_PROBLEM DETAILS_: Rescale everything from the line containing "target | cluster of red currants" down to the line containing "<point>591,328</point>", both included, by repeating every line of those entries, requests included, with each answer point coordinate multiplied by 1.7 and rounded to a whole number (halves up) while the requests and their sample points stay unchanged. Return only those lines.

## begin AVAILABLE DATA

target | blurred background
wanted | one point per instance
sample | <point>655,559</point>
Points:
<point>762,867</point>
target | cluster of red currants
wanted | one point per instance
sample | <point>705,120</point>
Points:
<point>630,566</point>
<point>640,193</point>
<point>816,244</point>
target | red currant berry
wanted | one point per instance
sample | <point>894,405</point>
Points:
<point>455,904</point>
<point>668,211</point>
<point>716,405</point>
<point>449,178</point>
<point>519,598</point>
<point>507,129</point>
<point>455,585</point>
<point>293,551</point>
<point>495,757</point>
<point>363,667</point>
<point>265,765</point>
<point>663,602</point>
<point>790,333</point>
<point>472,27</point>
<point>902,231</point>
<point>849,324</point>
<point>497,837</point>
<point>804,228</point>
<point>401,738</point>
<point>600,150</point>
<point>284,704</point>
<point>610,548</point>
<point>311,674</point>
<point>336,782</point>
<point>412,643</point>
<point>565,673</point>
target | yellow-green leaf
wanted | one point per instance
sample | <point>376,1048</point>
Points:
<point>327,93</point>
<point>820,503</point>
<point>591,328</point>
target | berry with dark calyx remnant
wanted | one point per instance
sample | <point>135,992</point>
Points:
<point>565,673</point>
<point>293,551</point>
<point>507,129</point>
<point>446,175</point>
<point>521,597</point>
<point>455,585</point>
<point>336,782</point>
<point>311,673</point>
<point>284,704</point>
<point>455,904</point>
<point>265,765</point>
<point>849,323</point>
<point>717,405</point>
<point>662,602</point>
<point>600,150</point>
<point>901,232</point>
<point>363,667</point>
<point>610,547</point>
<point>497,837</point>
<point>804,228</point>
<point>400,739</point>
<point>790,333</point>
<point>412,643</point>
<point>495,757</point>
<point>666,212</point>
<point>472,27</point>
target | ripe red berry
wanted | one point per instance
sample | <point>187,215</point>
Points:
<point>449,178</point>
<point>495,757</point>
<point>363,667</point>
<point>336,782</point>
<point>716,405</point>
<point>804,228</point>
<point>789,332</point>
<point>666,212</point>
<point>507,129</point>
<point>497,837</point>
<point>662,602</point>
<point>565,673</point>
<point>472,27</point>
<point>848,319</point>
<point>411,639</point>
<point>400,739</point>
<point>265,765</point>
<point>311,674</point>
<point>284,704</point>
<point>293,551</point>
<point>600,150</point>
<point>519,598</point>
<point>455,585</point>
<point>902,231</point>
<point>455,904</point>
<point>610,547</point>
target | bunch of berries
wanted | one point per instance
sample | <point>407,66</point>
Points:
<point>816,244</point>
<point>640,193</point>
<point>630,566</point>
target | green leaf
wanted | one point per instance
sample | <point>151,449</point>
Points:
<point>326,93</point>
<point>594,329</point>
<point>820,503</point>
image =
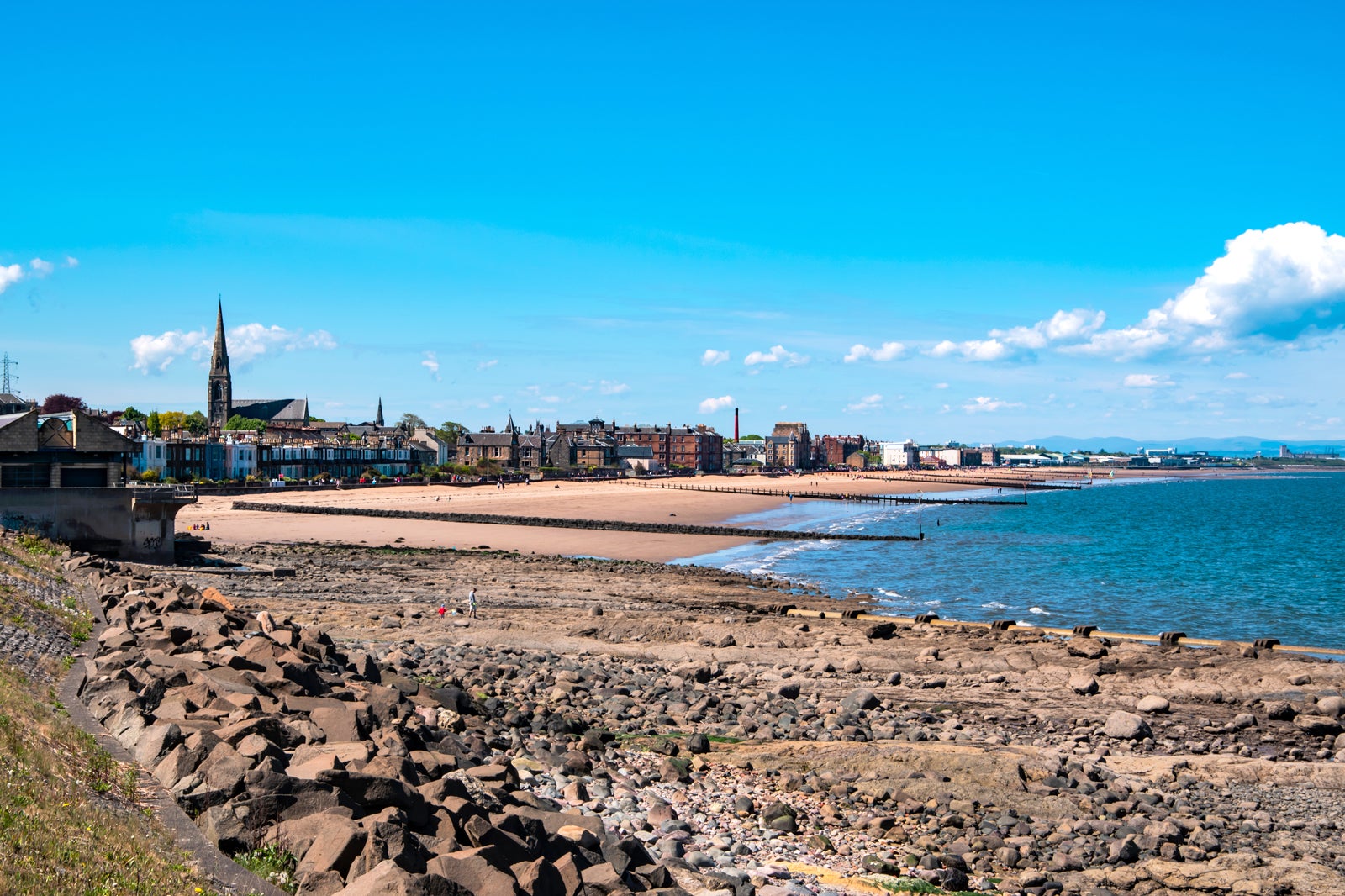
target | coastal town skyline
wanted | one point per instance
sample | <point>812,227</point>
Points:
<point>842,221</point>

## end AVAILABLE DATA

_ANSWER FOR THIS EXERCISE_:
target | cluster of red currants
wanted | one point per instance
sample | <point>705,120</point>
Points:
<point>1071,962</point>
<point>1088,328</point>
<point>1387,415</point>
target | red currant berry
wanted | one point per instance
sample | <point>894,405</point>
Points:
<point>774,1537</point>
<point>1136,359</point>
<point>1217,689</point>
<point>763,303</point>
<point>882,1017</point>
<point>862,219</point>
<point>774,995</point>
<point>498,937</point>
<point>842,1287</point>
<point>617,1134</point>
<point>451,1301</point>
<point>1127,1023</point>
<point>1343,566</point>
<point>802,46</point>
<point>1533,393</point>
<point>1443,551</point>
<point>845,1423</point>
<point>1367,388</point>
<point>682,1255</point>
<point>1020,255</point>
<point>483,1197</point>
<point>1037,932</point>
<point>529,1146</point>
<point>571,1329</point>
<point>700,1093</point>
<point>961,1144</point>
target | yellow-green leaf
wanted | one point per instance
sample | <point>376,1048</point>
Points:
<point>556,158</point>
<point>1394,855</point>
<point>1005,558</point>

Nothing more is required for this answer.